■ STATED TASK 1
In the steel structures quiz, what unit mass of steel does IS 800-2007 give?

■ PASSAGE
=-=-=-=-=

Objective type (MCQ) questions on Design of Steel Structure (Module-I Introduction) स्टील स्ट्रक्चर डिझाइन (मॉड्यूल -१ परिचय) वर ऑब्जेक्टिव्ह प्रकार (एमसीक्यू) प्रश्न

Subject :- Design of Steel Structures / DOS-I(Steel)LSM / SE-I(Steel)

Unit-I :- Introduction to Steel structures

1. Steel is mainly an alloy of

a) Sulphur and Zinc

b) Zinc and tin

c) Iron and Carbon

d) Phosphorous and Tin

Answer: c

Explanation: Steel is alloy of iron and carbon. Apart from carbon, a small percent of manganese, sulphur, phosphorous, chrome, nickel, and copper are added to give special properties to steel.

2. Which of the following is a disadvantage of Steel as construction material?

a) High strength per unit mass
b) High durability
d) Reusable

c) Fire and corrosion resistance

Answer: d
Explanation: Steel has high strength per unit mass, highly durable, and is reusable. But steel is poor in fire and corrosion resistance, it needs to be protected.

3. Elastic Modulus of Steel is __________
a) 1.5 x 10⁹ N/mm²
b) 2.0 x 10⁵ N/mm²
c) 2.0 x 10⁵ N/m²
d) 1.5 x 10⁹ N/m²

Answer: b
Explanation: Elastic modulus = Stress/Strain. As per IS 800-2007, elastic modulus of steel is 2.0 x 10⁵ N/mm².

4. Unit mass of Steel is  ________
a) 7850 kg/m³
b) 785 kg/m³
c) 450 kg/m³
d) 450 kg/cm³

Answer: a

Explanation: As per IS 800-2007, unit mass of steel is 7850 kg/m³. A steel member with small section which has little self-weight is able to resist heavy loads because steel members have high strength per unit weight.

=-=-=-=-=

■ RECORDS
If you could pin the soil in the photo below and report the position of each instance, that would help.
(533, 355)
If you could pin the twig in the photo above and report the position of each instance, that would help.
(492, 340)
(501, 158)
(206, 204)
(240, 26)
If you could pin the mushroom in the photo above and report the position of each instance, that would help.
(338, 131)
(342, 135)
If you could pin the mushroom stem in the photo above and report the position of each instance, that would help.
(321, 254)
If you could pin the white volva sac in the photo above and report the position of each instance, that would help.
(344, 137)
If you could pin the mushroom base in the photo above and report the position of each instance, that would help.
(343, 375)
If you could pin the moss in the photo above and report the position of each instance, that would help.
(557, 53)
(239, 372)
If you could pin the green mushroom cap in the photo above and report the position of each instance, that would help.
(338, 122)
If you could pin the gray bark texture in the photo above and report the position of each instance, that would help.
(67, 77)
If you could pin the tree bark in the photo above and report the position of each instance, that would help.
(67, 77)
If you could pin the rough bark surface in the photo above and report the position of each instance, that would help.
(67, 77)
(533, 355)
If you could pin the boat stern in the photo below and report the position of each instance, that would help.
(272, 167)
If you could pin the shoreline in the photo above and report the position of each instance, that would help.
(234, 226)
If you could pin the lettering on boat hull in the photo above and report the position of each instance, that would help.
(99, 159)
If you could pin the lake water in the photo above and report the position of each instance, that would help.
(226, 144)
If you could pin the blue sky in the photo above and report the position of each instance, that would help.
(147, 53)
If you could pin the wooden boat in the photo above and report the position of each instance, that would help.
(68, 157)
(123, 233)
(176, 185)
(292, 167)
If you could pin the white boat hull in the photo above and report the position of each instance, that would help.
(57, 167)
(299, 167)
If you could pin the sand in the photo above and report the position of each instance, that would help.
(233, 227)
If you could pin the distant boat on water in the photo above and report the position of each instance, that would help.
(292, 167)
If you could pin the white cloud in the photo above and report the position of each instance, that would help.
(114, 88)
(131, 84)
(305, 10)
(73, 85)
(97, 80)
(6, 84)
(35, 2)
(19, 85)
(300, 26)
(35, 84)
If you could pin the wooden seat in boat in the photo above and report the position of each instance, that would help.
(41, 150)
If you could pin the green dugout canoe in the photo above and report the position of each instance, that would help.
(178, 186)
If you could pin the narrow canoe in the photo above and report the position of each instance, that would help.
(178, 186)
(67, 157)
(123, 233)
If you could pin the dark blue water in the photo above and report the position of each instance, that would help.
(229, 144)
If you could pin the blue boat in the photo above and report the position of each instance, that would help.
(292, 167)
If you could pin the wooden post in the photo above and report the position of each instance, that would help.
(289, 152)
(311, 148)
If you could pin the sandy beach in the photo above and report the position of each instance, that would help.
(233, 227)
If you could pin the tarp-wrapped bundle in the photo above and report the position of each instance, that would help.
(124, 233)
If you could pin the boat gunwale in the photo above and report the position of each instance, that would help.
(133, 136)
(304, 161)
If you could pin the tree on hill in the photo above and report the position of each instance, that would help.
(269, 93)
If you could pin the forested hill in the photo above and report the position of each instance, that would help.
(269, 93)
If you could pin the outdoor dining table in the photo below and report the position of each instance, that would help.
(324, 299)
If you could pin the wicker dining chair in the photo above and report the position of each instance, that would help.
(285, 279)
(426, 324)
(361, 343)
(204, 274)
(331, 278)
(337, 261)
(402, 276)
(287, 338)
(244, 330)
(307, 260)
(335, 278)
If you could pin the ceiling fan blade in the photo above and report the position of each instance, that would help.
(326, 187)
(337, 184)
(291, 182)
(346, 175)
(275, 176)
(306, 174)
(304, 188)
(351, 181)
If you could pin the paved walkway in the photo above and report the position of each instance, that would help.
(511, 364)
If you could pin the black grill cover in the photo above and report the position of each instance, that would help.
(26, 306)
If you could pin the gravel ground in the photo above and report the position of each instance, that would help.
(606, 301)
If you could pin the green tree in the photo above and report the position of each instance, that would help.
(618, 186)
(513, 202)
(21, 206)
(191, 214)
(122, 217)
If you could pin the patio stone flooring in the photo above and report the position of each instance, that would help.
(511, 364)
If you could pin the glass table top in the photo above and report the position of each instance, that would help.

=-=-=-=-=

■ STATED TASK 2
Extract every line of the records unchanged, from the line with "If you could pin the black" up to and including the final line of the records.

■ RESULT 1
7850 kg/m³

■ RESULT 2
If you could pin the black grill cover in the photo above and report the position of each instance, that would help.
(26, 306)
If you could pin the gravel ground in the photo above and report the position of each instance, that would help.
(606, 301)
If you could pin the green tree in the photo above and report the position of each instance, that would help.
(618, 186)
(513, 202)
(21, 206)
(191, 214)
(122, 217)
If you could pin the patio stone flooring in the photo above and report the position of each instance, that would help.
(511, 364)
If you could pin the glass table top in the photo above and report the position of each instance, that would help.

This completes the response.